Working data:
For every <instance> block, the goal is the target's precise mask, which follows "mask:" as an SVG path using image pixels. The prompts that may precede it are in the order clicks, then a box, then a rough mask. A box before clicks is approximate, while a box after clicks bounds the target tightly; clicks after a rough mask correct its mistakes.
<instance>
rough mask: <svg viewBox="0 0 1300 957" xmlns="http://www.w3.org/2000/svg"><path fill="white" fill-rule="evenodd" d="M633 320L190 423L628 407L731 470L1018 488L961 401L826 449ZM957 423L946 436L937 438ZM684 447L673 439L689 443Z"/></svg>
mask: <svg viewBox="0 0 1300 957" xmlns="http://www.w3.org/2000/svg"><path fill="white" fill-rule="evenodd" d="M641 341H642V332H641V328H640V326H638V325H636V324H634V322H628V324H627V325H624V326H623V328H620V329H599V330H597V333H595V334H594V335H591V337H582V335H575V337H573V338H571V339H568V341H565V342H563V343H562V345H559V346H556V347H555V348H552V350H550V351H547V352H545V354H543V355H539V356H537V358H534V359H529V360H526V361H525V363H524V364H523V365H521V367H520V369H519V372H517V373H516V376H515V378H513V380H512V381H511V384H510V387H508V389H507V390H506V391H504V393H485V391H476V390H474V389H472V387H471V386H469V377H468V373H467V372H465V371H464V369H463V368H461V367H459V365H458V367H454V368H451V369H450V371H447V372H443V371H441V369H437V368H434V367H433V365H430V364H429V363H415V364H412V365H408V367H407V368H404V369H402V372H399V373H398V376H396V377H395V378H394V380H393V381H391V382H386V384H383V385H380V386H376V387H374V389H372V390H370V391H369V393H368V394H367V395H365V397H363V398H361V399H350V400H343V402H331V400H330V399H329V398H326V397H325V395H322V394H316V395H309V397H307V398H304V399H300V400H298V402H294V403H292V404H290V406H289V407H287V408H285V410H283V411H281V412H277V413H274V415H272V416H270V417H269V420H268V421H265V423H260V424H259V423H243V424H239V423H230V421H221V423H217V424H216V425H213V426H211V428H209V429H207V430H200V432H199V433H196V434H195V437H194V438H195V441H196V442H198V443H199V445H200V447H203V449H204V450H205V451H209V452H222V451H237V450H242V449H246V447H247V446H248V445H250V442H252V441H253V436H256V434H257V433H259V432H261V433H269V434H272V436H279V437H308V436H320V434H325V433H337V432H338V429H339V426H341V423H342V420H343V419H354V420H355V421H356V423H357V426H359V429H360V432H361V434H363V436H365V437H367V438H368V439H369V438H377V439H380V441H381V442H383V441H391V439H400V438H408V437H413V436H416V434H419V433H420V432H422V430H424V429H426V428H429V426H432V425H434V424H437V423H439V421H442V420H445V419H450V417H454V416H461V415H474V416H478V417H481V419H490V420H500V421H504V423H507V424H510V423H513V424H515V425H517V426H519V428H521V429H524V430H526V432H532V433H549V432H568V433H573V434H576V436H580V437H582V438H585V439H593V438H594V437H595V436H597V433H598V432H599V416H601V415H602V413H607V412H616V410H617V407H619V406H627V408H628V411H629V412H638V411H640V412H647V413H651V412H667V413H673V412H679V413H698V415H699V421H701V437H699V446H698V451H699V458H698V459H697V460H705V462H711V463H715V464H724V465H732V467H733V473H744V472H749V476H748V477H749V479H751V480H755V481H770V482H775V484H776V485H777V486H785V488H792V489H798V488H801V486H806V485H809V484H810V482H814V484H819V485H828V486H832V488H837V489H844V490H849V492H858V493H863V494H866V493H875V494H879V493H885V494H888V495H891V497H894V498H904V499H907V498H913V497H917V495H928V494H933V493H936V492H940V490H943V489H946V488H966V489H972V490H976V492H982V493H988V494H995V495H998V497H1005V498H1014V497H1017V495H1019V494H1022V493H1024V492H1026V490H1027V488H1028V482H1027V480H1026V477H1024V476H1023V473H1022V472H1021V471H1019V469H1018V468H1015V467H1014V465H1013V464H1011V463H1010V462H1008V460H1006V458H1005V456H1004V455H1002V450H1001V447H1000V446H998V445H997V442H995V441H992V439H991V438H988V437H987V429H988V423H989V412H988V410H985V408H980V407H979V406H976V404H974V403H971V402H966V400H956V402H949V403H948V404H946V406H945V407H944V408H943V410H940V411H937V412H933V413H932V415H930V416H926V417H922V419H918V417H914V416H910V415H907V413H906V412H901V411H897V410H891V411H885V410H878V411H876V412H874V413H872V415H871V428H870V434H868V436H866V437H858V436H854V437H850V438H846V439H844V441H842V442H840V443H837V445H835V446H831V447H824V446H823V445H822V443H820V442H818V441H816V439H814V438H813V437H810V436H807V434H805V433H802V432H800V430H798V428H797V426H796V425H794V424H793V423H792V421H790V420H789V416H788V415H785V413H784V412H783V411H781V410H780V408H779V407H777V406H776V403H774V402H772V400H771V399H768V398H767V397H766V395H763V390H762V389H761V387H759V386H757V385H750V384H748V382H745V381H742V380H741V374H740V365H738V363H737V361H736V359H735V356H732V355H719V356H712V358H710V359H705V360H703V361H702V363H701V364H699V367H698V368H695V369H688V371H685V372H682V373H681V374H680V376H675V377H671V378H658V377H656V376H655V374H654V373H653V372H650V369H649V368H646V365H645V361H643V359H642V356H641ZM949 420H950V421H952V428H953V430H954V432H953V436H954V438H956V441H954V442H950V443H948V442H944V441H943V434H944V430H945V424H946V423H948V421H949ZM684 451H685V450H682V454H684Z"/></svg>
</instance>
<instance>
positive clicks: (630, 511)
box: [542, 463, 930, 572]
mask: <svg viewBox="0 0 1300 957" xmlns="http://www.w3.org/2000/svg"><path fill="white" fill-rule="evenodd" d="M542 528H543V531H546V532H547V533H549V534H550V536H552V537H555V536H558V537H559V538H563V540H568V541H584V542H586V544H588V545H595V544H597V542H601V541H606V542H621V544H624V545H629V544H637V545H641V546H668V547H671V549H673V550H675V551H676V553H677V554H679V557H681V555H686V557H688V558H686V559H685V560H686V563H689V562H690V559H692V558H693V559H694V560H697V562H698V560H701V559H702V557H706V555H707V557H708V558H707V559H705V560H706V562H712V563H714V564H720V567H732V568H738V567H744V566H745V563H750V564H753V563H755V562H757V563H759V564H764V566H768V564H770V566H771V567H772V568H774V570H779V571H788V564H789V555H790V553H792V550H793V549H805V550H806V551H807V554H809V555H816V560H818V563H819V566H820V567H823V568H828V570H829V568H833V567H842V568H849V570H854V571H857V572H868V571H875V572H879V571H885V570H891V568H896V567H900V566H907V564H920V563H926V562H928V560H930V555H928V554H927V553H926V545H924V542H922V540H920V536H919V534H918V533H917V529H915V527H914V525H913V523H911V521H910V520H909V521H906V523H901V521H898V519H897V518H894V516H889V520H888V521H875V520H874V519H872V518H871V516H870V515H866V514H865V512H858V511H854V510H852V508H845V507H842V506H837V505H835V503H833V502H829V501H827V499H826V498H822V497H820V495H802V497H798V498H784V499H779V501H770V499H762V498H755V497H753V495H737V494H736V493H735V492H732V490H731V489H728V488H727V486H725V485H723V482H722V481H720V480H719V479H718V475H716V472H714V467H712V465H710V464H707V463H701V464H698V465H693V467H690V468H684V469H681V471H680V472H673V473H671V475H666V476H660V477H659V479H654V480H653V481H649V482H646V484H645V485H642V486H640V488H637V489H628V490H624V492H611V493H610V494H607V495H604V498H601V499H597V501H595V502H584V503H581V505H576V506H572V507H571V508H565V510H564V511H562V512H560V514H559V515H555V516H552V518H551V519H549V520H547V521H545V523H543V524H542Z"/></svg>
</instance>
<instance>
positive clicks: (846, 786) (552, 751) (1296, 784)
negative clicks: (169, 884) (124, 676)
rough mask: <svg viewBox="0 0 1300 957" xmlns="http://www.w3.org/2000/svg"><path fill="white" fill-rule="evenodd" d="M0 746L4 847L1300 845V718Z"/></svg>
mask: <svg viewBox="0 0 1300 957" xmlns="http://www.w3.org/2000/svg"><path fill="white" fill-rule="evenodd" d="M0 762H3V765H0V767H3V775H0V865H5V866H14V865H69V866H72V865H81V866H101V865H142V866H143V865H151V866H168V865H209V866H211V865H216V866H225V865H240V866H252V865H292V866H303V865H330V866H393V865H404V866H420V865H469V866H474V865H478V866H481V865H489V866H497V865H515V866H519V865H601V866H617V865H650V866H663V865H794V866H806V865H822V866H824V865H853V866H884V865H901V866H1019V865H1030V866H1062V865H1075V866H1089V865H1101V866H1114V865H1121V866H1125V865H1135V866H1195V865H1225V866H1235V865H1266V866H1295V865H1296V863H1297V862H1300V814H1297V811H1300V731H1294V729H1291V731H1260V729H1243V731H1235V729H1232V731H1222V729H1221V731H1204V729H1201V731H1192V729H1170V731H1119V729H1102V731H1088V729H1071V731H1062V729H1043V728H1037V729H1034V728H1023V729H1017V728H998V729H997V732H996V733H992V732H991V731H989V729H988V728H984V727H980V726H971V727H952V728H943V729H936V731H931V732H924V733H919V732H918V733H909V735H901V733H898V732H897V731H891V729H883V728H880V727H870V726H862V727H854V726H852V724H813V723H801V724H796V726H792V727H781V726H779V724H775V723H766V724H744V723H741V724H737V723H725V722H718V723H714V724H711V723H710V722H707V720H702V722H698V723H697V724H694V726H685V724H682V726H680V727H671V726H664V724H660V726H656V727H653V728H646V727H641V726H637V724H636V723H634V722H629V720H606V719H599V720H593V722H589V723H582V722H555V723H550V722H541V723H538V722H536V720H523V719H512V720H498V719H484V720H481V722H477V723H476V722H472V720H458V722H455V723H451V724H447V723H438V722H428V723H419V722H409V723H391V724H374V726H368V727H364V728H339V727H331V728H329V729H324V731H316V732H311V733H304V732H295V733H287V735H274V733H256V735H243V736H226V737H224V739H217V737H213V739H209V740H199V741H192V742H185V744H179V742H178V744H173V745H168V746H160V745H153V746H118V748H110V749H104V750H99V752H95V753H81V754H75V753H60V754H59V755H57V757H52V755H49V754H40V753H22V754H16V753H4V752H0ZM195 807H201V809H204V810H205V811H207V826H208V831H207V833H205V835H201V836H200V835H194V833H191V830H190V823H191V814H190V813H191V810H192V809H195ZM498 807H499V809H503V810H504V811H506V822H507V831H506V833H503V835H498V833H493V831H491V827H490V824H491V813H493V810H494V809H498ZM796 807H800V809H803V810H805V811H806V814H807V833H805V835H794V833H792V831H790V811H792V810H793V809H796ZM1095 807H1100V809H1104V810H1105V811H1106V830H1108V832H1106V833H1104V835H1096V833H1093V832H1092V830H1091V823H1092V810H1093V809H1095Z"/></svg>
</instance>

Aim of the exercise:
Could you rewrite everything from the start of the records down to the line containing "320L190 423L628 407L731", with "rough mask" replaced by "coarse mask" and nothing else changed?

Reply to the exercise:
For every <instance> block, the goal is the target's precise mask, which follows "mask:" as an SVG path using image pixels. The prompts that may precede it are in the order clicks, then a box, then a coarse mask. A box before clicks is approximate, while a box after clicks bounds the target tightly; clicks after a coarse mask correct its mistakes.
<instance>
coarse mask: <svg viewBox="0 0 1300 957" xmlns="http://www.w3.org/2000/svg"><path fill="white" fill-rule="evenodd" d="M633 320L190 423L628 407L731 470L1018 488L961 401L826 449ZM957 423L946 436L937 438ZM684 447L673 439L689 443Z"/></svg>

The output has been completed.